## Given text:
** begin **

This sweeping prohibition on matters related to the military is particularly significant. Rajapakse has repeatedly accused opponents—the media, striking workers, protesting students and opposition politicians—of undermining “national security”. In the wake of the LTTE’s defeat, the government has retained draconian emergency powers and is boosting the military. It has been particularly sensitive to any criticism of the army’s killing of civilians in its final offensives and the internment of nearly 300,000 Tamils in detention camps.
Subsection 4 prohibits the publication of “any statement relating to monetary, fiscal, exchange control or import control measures alleged to be under consideration by the Government or by any Ministry or by the Central Bank, the publication of which is likely to lead to the creation of shortages or windfall profits or otherwise adversely affect the economy of Sri Lanka”.
Under the guise of a “nation building” program, the government is preparing a massive assault on the social position of the working class. In his victory speeches, Rajapakse declared that working people would have to sacrifice like the “war heroes” had. This subsection of the law effectively provides the means for suppressing any criticism of the government’s economic policies.
The revival of the Press Council comes amid an atmosphere of communal triumphalism whipped up by the government after the LTTE’s defeat, which was accompanied by intensified harassment and intimidation of anyone critical of the government or the military. In the first instance, Rajapakse is determined to block any investigation, no matter how limited, into his government’s criminal war.
Last month, the opposition United National Party called for a parliamentary select committee to examine police investigations into the abduction and killing of hundreds of people, including journalists and politicians, over the past three years by death squads associated with the military. Media Minister Anura Priyadarshana Yapa summarily dismissed the proposal. “When you say that 11 journalists were killed, we have doubts about this figure. In this list of journalists, there are names of those who worked for the LTTE’s Voice of Tigers. I don’t know whether we can identify them as journalists,” he said.
The abductions are continuing. Last Wednesday, Krishni Kandasamy (Ifham), a Tamil journalist, was seized by a gang, whom she suspected were policemen, on the outskirts of Colombo city. They arrived in a white van, the hallmark of the pro-government death squads. The thugs dropped her in Kandy, 116 kilometres away, without facing any challenge at the numerous security check-points in between.
Reporters, sales agents and other employees of Uthayan, a Tamil newspaper published in the northern town of Jaffna, received an ultimatum to stop working for the newspaper by June 30 or face the consequences. The newspaper has been repeatedly attacked during the past three years. Last week, copies of Uthayan and other Tamil newspapers were seized and burned in Jaffna town after refusing to publish an unsigned pro-government letter sent by unknown persons.

** end **

## Aim 1:
Using the text on Sri Lanka's Press Council, answer these:
(a) How many Tamils does it say were interned in detention camps?
(b) Which official summarily dismissed the United National Party's call for a parliamentary select committee?
(c) In what town did the abductors drop Krishni Kandasamy, and how far was it from where she was seized?
## Aim 2:
Extend the text on Sri Lanka's Press Council with the paragraphs that would come next, picking up after its final sentence.

## Data provided:
** begin **

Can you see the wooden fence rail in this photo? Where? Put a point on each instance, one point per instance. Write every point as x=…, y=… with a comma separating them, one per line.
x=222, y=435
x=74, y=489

** end **

## Task answer 1:
(a) Nearly 300,000.
(b) Media Minister Anura Priyadarshana Yapa.
(c) Kandy, 116 kilometres away.

## Task answer 2:
Earlier this month, Poddala Jayantha, the general secretary of the Sri Lanka Working Journalists Association, was abducted and brutally beaten by an unidentified gang on the outskirts of Colombo. Last year he was summoned by Defence Secretary Gotabhaya Rajapakse and warned not to criticise the military.
None of the attacks on the media has been seriously investigated by police. The reestablishment of the Press Council provides the government with the means to further suppress any critical reporting. Sections of the media, which has for the most part backed the war and raised very limited objections to the government’s policies, have raised some concerns about the new law.
An editorial in last weekend’s Sunday Times declared: “The Government’s act is a stab in the back not only to the media but to the citizenry. The Press Council is meant to have a ‘chilling effect’ on media freedom; it is the proverbial ‘sword of Damocles’ hanging over the head of the media practitioner.” It continued: “These undemocratic moves are totally un-becoming of the president, and the re-introduction of the Press Council betrays a gloomy picture for the future of the post-war Sri Lanka, and the questions are being raised if there is ‘deep state’ syndrome in Sri Lanka.”
President Rajapakse, however, has increasingly acted with contempt for the constitution, the law and parliament, operating through a cabal of selected ministers, senior officials and military officers. The Sunday Times editorial reflect concerns in sections of the ruling elite that Rajapakse’s open attacks on democratic rights will only undermine the legitimacy of the state apparatus and provoke opposition from working people.
The revival of the Press Council poses an obvious question: if the war is over, why is the government imposing tighter controls on the media? The answer is equally clear: it is to gag the press as this shaky government proceeds to make savage attacks on the jobs, living standards and democratic rights of working people.


Sri Lanka Urged to Probe the Murder of Tamil MPs

By Lisa Schlein

Geneva
01 July 2009

Sharon Carstairs
The Inter-Parliamentary Union is calling on the government of Sri Lanka to mount a thorough investigation of the murders of three Members of Parliament, two of them Tamils. The IPU's Human Rights Committee, which has wrapped up its latest session, has examined cases of abuse of some 300 MPs in 29 countries.
The Inter-Parliamentary Union says the Sri Lankan government no longer has any reason for not investigating the murders of the Parliamentarians now that its long-running civil war with the Tamil Tiger rebels is over.
Chair of the IPU's Human Rights Committee, Canadian Senator, Sharon Carstairs, says the government has always maintained it was unable to investigate the murders because they occurred in rebel-held territory. She says that excuse no longer exists.
She tells VOA, Tamil Parliamentarians are subject to arbitrary arrest, harassment and intimidation. She says her Committee is concerned about the situation of 12 Tamil Parliamentarians. She says they essentially have been stripped of their rights of freedom of movement and of their ability to perform their legislative duties.
She says the Tamil Parliamentarians are reluctant to leave the capital, Colombo, because their security is not guaranteed.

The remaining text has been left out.